==== Fonte

“Acho que é fantástico, 50 anos depois do 25 de Abril, que nós tenhamos 50 deputados. Acho que não podia haver maior ajuste de contas com a História”, declarou André Ventura, ufano, ao jornalista Vítor Gonçalves, no programa “Grande Entrevista” da RTP1 (22/3/24), dias depois de ter conseguido alcançar 18% dos votos nas eleições legislativas antecipadas de 10 de março (cerca de um milhão e 100 mil votos).
As razões de tal feito são claramente sintetizadas no recente livro de Vítor Matos, Na cabeça de André Ventura (Lisboa, Zigurate, 2024). O jornalista do Expresso mostrou como o líder do Chega soube federar e dar voz a uma série de descontentamentos presentes na sociedade portuguesa, como “o racismo envergonhado, o ressentimento contra as elites e os políticos, a raiva dos que viveram toda a vida revoltados com a sua condição, os que se sentem excluídos, ou uma parte da direita que nunca se encaixou na democracia” (Público, 25/2/24). A defesa de todo um ideário que deveria ser motivo de vergonha, não só demonstrou ter uma recetividade cada vez mais alargada, como já não sente qualquer pejo em fazer-se ouvir. Trata-se, apesar de tudo (ou, se quisermos, por enquanto!), de uma minoria, ainda que muito ruidosa. E, ao contrário do que é propagandeado – “a voz do Portugal esquecido”, como proclamou Ventura, no congresso de Santarém, em 2023 –, este alegado protesto contra as elites e postura “antissistema”, não passam de um mito que, como todos os mitos, têm grande poder de persuasão, mas assentam essencialmente em falsidades e em distorções da realidade. Longe de representar qualquer ameaça para o sistema – capitalista, pois claro! – o Chega apenas quer ter a força suficiente para trocar de elites do poder, aproveitando-se da irreflexão e credulidade de populações que se sentem genuinamente desprotegidas e ameaçadas pela globalização neoliberal.

========
==== Dados guardados

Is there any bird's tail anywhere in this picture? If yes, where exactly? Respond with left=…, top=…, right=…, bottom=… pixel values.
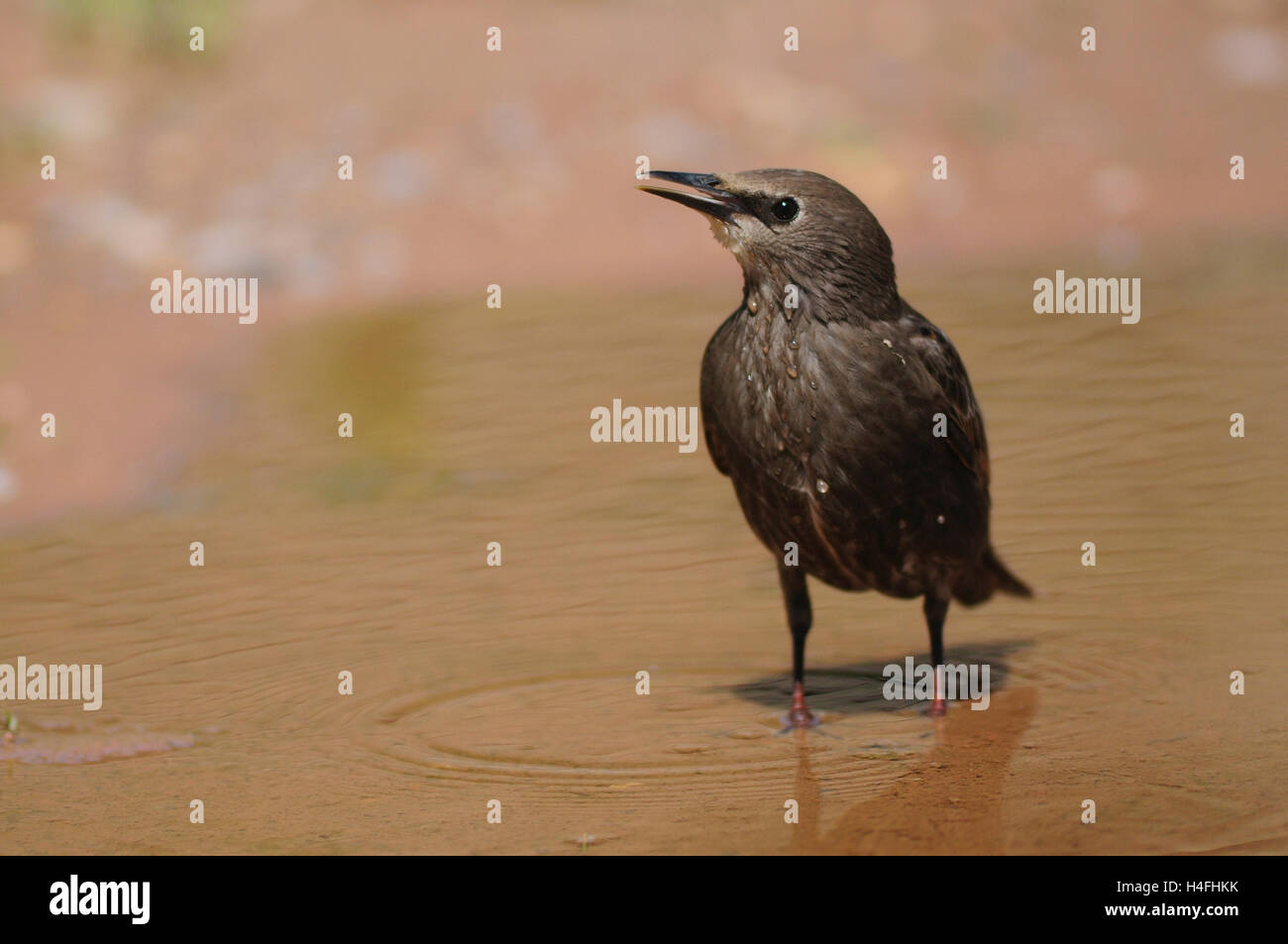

========

--- Desafio 1 ---
Responda com base no texto sobre o Chega:
(a) Em que programa e em que canal André Ventura deu a entrevista citada no início?
(b) Qual é o título do livro de Vítor Matos mencionado?
(c) Em que cidade e em que ano se realizou o congresso em que Ventura falou da "a voz do Portugal esquecido"?
--- Desafio 2 ---
Prossiga com o texto sobre o Chega, escrevendo a sua continuação a partir da última frase apresentada.

--- Resposta final 1 ---
(a) No programa "Grande Entrevista", da RTP1.
(b) Na cabeça de André Ventura.
(c) Em Santarém, em 2023.

--- Resposta final 2 ---
O Chega é um franchising do movimento internacional de extrema-direita do radical norte-americano Steve Bannon. A única novidade que traz, desde o seu surgimento em 2019, é ter chegado a Portugal. De resto, com uma ou outra variante nacional, o receituário populista é sempre o mesmo: fórmulas simples para problemas complexos. Não só não resolvem nada como, ao aprofundarem as disfuncionalidades da democracia liberal e as desigualdades e injustiças do capitalismo, perpetuam a concentração do poder e da riqueza nas verdadeiras elites dominantes, não nas figuras mediáticas ou nas personalidades públicas que vão passando ao sabor dos tempos. Até o insuspeito (porque assumidamente liberal) Pedro Marques Lopes reconhece esta circunstância quando, na sua habitual crónica da Visão, “Politicamente correto”, escreve, “os Venturas e quejandos não passam de oportunistas que não querem saber da vida das pessoas e que apenas exploram os seus sentimentos primários para criar um mundo onde todos viverão pior e onde uma elite viverá ainda melhor.” (Visão, 14/3/24). Aliás, na descrição sociológica do Chega que faz Francisco Mendes da Silva, advogado e comentador político próximo do CDS, “Há ali muitos privilegiados, bem instalados, a impulsionarem a energia suicida do populismo. Se tudo rebentar, esses safar-se-ão. Os realmente desprotegidos é que não.” (Público, 15/3/24). Atentemos, por isso, no aviso que nos faz a escritora e jornalista Ana Cristina Leonardo, na sua rubrica do Ípsilon, “Não sejamos, porém, ingénuos. Se o populismo representa um escape e um protesto, alguém o financia. E não são decerto os deserdados da Terra a fazê-lo. Estará, pois, na altura de rever Os Malditos de Visconti. Já lá estava (quase) tudo.” (Ípsilon, Público, 15/3/24).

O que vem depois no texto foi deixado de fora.